- _What is being asked_: Quote the records that follow in full and exactly; leave out the pictures.

####

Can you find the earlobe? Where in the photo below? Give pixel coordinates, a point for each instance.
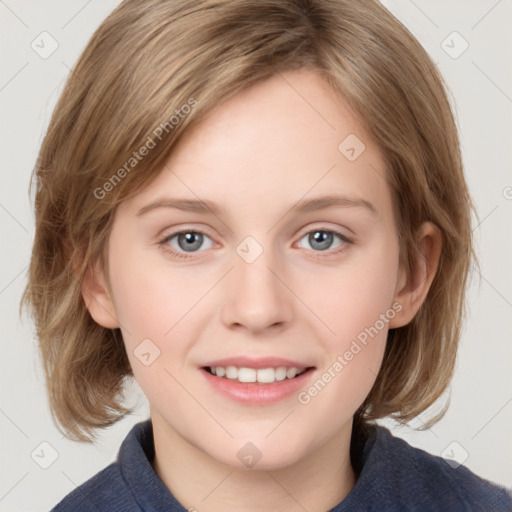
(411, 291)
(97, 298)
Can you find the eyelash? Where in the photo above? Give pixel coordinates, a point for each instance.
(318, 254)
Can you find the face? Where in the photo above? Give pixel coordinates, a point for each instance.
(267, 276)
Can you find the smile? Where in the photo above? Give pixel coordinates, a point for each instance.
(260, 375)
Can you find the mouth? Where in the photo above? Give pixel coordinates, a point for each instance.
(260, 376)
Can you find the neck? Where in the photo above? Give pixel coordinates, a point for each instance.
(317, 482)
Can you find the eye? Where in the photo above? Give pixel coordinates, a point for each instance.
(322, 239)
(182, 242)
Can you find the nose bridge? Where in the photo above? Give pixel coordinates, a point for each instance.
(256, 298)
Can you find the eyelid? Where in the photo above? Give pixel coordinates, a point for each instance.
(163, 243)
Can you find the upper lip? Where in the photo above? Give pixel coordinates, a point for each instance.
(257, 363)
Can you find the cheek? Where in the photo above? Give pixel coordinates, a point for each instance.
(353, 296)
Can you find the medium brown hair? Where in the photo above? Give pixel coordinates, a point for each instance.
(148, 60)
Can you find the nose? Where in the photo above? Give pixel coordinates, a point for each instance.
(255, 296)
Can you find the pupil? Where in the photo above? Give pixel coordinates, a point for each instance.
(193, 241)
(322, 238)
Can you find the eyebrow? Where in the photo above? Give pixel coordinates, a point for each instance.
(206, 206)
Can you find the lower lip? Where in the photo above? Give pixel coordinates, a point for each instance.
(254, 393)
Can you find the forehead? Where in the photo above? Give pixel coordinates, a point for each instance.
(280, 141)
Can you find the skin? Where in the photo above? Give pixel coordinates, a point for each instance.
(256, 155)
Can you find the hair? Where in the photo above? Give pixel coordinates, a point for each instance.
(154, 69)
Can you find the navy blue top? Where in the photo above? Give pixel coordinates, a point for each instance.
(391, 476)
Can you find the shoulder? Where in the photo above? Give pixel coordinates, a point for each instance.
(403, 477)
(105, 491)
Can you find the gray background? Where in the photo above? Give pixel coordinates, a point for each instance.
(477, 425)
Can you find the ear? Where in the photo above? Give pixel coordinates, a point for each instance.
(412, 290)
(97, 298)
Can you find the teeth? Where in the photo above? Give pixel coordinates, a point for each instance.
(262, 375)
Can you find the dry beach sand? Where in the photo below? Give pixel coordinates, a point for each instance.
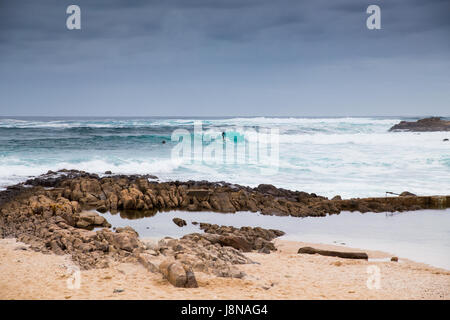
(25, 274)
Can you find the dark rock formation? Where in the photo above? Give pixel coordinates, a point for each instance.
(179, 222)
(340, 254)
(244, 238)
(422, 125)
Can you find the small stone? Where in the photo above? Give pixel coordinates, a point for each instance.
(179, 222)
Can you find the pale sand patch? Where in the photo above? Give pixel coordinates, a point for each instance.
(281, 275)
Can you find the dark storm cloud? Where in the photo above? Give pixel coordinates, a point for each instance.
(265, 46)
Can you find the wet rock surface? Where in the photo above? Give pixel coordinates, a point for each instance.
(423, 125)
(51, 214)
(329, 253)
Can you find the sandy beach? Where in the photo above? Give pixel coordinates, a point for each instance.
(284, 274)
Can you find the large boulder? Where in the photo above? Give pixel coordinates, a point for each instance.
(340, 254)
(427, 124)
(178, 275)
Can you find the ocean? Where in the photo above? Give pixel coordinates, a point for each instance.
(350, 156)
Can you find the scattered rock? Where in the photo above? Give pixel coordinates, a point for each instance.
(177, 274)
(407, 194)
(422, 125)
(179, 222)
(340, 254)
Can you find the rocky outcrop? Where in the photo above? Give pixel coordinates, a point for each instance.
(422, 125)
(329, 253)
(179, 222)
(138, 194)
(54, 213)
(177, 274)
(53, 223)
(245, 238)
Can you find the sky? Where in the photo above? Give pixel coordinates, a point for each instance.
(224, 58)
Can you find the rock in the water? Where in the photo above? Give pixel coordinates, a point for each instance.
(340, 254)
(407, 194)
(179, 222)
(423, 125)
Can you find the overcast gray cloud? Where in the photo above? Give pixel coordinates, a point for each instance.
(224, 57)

####

- _Solution below_:
Can you find the earlobe? Where in the photo below? Give pixel coordinates, a point for each instance.
(411, 291)
(97, 298)
Can you find the eyelash? Where in the photo above? Give pixel coordinates, a point for each instance.
(318, 254)
Can you find the face? Where in the photo above? Give pixel coordinates, a point for each instance.
(267, 276)
Can you find the smile? Where in the photo above? Give pixel coordinates, a point for each instance.
(260, 375)
Can you find the mouth? Where in the photo above? Give pixel coordinates, a point for each instance.
(260, 376)
Can you find the neck? Where in the photo above? Give pixel coordinates, a point for each instance.
(317, 482)
Can you find the eye? Where in the photo above? Give pixel coordinates, a point for each instance.
(322, 239)
(182, 242)
Can you find the nose bridge? Where in the photo above? Give pixel coordinates, a point for each instance.
(256, 298)
Can you find the eyelid? Where in the photo above? Give pixel coordinates, a point for each instance.
(163, 243)
Can you find the upper lip? Where in the photo above? Give pixel coordinates, a point for each instance.
(257, 363)
Can you find the cheek? Where in the photo above? Give pixel coordinates, a point for each instance.
(353, 296)
Can you find the medium brown hair? Where in the photo above? Give pixel coordinates, a point for each instance.
(148, 60)
Can you find the nose? Where in the photo above? Give pixel coordinates, a point for each instance.
(255, 296)
Can you find the pupil? Where in the photo above? Give pixel coordinates, a point for each instance.
(193, 241)
(322, 238)
Can you find the eyebrow? Where in the photo above? Give pixel coordinates, a point for each instance.
(206, 206)
Can you find the lower lip? Where in the photo above? Give pixel coordinates, a point for each instance.
(254, 393)
Can you find the forehead? Where in the photo above? Give pixel coordinates, a point for each instance.
(280, 141)
Can you find the skin? Where in the photo above? Give pixel coordinates, a point for each instance.
(256, 155)
Can you find the hair? Where in the photo above? Give pixel coordinates, a point for each instance.
(154, 69)
Can you find the navy blue top? Where in the photo above? Give pixel coordinates, a point for each instance.
(391, 476)
Can you find the shoulder? Where in the photo above? Give pixel coordinates, a point for each instance.
(403, 477)
(105, 491)
Can you find the gray background? Where in the photo above? Give pixel coordinates, a point for each instance.
(477, 425)
Can you find the ear? Where in the photo above? Give pixel coordinates, a point for each instance.
(412, 290)
(97, 298)
Can you find the teeth? Where in the photo above? Give pixel coordinates, a point for each instance.
(262, 375)
Can you find the dry beach sand? Where in the photo below? Give pixel coordinates, a point for each instance.
(25, 274)
Can you find the dark rock formation? Where in the photo above? Give pixel coordinates, a point for each instance.
(179, 222)
(340, 254)
(244, 238)
(422, 125)
Can you find the small stone? Where in the photo above? Give pixel coordinates, a point for each instance.
(179, 222)
Can you find the pale sand patch? Where in the photo above? Give pixel coordinates, a point for each instance.
(281, 275)
Can you find the dark storm cloud? Where in the photo above? Give pixel coordinates, a point for each instance.
(265, 46)
Can you find the wet rock surface? Where in the photo above? Give pixel coordinates, a point for each instance.
(423, 125)
(51, 214)
(329, 253)
Can you find the sandy beach? Where in the photo above? Give pixel coordinates, a point for each instance.
(284, 274)
Can you find the large boulder? Where in the photo above? Give pixel coordinates, a point for each instance.
(340, 254)
(427, 124)
(178, 275)
Can you find the ocean? Where in the photo above? Give pixel coordinates, a point for each instance.
(350, 156)
Can you find the scattered rock? Where in the photo above? Give pixel coordinates, a point for each instance.
(177, 274)
(407, 194)
(422, 125)
(179, 222)
(340, 254)
Can you find the rocky outcrop? Where in the photo above? Give pixel coordinates, a point for each instance.
(422, 125)
(329, 253)
(179, 222)
(138, 194)
(54, 213)
(177, 274)
(53, 223)
(245, 238)
Can you find the sky? Where in the photo above? Give pixel coordinates, a point for each instance.
(224, 58)
Can you find the rock in the water? Where in the photo above? Give pixel coordinates, a point for each instance.
(340, 254)
(407, 194)
(179, 222)
(423, 125)
Can you find the overcast gray cloud? Where in the photo above? Give pixel coordinates, a point for each instance.
(224, 57)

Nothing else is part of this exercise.